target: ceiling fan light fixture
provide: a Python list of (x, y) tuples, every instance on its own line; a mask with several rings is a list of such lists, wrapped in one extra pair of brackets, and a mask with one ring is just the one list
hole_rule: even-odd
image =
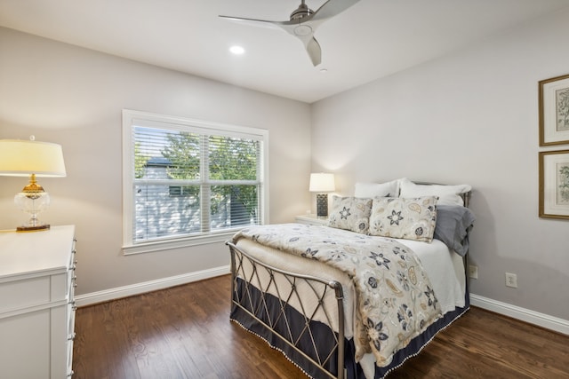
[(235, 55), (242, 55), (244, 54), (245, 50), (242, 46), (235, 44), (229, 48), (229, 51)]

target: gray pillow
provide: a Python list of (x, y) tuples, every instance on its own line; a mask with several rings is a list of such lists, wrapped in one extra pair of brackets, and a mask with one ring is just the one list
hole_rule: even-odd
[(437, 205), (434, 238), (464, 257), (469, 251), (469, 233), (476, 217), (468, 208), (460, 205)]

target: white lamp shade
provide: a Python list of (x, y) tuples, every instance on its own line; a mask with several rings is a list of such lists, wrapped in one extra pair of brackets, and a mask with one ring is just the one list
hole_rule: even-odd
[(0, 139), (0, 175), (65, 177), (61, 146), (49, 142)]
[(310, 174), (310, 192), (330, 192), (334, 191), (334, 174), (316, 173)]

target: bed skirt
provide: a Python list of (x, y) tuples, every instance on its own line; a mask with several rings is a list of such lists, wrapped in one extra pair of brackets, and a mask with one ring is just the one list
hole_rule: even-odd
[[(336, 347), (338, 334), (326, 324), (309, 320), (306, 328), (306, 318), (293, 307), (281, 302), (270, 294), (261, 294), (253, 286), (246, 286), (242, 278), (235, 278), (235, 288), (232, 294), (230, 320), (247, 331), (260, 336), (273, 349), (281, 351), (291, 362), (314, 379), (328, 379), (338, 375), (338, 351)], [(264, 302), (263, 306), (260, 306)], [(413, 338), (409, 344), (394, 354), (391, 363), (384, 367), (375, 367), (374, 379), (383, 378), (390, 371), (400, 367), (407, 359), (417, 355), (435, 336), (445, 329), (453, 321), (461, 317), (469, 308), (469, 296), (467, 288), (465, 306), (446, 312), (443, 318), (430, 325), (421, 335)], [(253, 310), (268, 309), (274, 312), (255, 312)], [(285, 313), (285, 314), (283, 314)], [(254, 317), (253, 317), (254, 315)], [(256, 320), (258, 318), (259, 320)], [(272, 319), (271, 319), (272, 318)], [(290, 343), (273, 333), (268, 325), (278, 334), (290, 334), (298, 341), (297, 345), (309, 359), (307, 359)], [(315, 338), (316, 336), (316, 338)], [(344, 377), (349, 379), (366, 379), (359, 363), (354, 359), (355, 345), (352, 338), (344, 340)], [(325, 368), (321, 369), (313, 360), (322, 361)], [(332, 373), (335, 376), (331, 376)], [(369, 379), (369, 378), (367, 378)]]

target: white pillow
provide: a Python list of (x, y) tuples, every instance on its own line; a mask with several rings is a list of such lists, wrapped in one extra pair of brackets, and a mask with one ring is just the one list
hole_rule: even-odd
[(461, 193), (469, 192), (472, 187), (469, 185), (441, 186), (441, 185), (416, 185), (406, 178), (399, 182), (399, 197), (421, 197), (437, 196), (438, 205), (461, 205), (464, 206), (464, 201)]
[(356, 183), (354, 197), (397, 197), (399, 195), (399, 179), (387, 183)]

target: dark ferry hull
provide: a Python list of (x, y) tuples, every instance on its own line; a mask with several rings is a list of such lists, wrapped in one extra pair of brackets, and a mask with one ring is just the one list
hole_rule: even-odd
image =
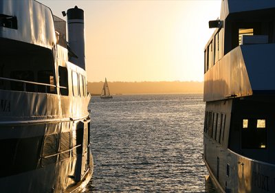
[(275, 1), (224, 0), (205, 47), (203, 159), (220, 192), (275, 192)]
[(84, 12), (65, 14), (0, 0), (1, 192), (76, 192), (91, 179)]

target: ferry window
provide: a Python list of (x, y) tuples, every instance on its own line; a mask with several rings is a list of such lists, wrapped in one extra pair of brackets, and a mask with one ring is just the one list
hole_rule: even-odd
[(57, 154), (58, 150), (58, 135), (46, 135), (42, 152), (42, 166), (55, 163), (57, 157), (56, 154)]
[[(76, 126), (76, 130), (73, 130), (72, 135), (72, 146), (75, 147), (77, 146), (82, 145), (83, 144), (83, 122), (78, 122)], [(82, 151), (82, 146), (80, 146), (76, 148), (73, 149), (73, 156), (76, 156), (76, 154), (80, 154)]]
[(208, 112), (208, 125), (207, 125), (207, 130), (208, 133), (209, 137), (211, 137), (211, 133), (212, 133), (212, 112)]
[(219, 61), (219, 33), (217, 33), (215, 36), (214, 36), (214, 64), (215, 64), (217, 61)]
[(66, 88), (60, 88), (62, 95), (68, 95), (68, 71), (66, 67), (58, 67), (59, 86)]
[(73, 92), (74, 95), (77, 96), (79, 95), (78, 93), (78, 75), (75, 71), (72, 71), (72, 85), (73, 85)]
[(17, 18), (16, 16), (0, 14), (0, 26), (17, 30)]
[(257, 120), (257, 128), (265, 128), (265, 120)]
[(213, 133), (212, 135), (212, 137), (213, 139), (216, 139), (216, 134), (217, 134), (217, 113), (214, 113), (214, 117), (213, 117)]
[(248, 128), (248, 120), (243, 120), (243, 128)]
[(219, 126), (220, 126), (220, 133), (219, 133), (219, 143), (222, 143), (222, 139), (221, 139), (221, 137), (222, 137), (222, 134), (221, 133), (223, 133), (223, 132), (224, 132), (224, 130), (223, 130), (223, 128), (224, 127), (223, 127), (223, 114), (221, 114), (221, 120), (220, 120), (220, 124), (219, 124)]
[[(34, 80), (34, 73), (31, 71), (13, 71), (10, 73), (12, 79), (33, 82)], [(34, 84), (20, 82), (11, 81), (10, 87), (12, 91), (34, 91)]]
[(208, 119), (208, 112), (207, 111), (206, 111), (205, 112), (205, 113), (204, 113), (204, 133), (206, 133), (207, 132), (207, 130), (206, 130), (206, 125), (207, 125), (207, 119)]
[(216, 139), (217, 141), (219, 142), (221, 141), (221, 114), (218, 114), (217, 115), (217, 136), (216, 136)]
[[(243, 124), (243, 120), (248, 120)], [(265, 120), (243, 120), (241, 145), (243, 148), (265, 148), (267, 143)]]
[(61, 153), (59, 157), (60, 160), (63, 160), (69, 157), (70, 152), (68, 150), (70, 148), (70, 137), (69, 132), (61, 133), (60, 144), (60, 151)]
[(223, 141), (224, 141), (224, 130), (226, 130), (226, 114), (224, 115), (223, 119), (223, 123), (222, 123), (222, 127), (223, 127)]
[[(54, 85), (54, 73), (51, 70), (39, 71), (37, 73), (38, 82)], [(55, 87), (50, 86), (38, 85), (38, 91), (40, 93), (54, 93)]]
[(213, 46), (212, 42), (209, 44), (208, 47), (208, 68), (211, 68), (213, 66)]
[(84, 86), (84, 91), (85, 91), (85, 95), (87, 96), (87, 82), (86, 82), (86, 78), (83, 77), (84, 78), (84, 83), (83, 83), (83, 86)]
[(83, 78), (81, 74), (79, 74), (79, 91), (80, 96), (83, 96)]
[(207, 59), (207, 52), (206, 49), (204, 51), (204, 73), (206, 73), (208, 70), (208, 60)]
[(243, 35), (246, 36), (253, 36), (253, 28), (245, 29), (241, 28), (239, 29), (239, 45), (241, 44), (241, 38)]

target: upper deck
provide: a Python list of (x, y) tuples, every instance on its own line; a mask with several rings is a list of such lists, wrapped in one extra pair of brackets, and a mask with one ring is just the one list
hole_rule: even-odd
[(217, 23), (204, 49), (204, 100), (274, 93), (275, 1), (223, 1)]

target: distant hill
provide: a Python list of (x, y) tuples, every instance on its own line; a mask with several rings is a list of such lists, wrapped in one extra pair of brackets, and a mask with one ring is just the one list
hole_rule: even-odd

* * *

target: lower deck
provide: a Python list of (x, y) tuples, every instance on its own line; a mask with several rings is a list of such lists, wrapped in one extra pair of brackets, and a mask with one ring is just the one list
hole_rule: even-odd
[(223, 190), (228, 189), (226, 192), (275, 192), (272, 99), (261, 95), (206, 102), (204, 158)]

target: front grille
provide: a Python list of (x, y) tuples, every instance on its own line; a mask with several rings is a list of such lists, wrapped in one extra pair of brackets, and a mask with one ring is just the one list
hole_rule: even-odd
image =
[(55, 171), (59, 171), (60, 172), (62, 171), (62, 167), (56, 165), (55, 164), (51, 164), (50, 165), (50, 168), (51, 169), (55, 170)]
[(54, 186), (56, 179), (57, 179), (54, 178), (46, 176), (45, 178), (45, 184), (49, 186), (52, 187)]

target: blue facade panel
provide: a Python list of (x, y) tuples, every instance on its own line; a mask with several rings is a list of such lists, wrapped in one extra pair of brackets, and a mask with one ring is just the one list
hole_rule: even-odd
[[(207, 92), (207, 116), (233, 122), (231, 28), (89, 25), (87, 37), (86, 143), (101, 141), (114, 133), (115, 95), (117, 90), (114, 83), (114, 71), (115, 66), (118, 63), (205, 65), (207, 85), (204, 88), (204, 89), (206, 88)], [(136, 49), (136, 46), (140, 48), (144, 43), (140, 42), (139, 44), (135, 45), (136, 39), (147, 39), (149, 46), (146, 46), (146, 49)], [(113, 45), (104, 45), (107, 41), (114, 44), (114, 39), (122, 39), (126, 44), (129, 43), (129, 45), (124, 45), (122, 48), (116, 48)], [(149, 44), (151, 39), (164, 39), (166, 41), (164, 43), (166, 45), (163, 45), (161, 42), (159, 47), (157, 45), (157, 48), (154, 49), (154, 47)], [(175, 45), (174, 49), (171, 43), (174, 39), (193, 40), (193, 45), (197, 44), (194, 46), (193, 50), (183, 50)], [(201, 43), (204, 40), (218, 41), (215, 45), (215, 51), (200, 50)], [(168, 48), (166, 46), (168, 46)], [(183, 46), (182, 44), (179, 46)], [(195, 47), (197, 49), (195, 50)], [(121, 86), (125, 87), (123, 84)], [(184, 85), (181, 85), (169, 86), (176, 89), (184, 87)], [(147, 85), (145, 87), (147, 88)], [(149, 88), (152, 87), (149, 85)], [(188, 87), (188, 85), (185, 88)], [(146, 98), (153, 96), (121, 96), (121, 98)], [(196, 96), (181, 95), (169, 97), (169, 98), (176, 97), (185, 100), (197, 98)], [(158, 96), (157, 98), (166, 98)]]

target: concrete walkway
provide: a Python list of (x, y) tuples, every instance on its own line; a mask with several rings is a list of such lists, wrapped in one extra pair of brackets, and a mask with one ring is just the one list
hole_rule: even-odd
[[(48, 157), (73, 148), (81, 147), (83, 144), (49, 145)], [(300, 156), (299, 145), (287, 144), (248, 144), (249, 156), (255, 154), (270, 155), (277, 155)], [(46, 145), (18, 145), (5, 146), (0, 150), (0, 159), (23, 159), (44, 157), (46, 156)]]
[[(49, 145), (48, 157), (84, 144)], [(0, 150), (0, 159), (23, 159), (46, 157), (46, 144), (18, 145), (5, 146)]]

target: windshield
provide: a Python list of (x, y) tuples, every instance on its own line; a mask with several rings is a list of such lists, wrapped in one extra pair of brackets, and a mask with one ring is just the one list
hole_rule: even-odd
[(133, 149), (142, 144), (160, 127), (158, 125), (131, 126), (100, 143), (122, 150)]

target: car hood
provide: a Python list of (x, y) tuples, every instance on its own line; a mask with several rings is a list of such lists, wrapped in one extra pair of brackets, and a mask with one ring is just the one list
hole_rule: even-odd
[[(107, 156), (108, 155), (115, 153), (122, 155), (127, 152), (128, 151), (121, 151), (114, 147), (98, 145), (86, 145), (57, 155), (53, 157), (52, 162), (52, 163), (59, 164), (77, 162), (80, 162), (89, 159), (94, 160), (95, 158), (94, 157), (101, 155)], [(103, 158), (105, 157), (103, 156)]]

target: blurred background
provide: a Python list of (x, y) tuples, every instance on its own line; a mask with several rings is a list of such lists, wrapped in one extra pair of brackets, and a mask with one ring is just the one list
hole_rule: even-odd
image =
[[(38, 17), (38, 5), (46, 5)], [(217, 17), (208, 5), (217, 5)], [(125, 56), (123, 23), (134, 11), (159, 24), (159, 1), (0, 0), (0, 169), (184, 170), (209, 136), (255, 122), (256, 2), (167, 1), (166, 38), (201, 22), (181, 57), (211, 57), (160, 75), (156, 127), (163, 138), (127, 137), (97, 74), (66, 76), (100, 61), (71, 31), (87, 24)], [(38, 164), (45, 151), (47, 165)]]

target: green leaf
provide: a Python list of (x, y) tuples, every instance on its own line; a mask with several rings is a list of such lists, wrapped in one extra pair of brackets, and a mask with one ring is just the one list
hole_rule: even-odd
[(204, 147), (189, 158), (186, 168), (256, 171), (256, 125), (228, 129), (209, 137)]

==

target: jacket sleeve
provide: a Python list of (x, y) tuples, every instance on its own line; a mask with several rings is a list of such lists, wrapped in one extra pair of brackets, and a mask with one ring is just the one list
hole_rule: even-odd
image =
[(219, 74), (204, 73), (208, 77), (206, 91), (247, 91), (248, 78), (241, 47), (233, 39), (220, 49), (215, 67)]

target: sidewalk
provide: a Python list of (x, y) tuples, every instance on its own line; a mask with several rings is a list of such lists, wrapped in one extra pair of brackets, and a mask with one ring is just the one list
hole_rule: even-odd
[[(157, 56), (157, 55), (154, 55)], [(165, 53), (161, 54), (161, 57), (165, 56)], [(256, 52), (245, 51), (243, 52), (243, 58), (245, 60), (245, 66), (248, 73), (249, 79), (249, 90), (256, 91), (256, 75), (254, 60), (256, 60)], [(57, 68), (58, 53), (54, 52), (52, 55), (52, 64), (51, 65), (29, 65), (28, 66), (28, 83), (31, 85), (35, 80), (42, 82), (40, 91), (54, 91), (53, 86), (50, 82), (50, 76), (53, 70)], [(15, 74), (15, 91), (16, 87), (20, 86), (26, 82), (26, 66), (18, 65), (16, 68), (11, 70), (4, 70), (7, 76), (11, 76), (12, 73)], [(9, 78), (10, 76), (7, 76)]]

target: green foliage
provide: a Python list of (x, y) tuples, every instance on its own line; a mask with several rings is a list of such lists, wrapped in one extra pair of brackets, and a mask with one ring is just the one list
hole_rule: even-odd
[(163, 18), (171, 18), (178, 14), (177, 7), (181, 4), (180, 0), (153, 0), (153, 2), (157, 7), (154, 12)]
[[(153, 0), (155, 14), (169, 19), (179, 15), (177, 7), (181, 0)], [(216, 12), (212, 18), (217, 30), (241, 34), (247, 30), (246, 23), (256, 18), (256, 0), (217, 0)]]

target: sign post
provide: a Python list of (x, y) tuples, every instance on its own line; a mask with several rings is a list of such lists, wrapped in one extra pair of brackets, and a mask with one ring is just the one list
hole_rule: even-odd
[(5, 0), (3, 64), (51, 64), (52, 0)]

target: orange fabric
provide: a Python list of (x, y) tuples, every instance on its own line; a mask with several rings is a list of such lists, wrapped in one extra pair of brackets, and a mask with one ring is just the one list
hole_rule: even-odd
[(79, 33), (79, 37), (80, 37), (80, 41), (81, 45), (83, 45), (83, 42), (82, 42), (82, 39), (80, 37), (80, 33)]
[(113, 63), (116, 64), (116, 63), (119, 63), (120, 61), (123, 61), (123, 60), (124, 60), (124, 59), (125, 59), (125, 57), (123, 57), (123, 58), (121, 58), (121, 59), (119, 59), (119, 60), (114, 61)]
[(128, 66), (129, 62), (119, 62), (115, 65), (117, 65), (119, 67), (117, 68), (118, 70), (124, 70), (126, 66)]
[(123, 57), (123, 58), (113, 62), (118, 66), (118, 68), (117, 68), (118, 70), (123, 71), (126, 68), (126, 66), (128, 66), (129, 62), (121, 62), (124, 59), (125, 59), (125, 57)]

TASK GOAL:
How many lines in the records above contain the word "ferry"? Reply with the number alone.

CORRECT RESPONSE:
2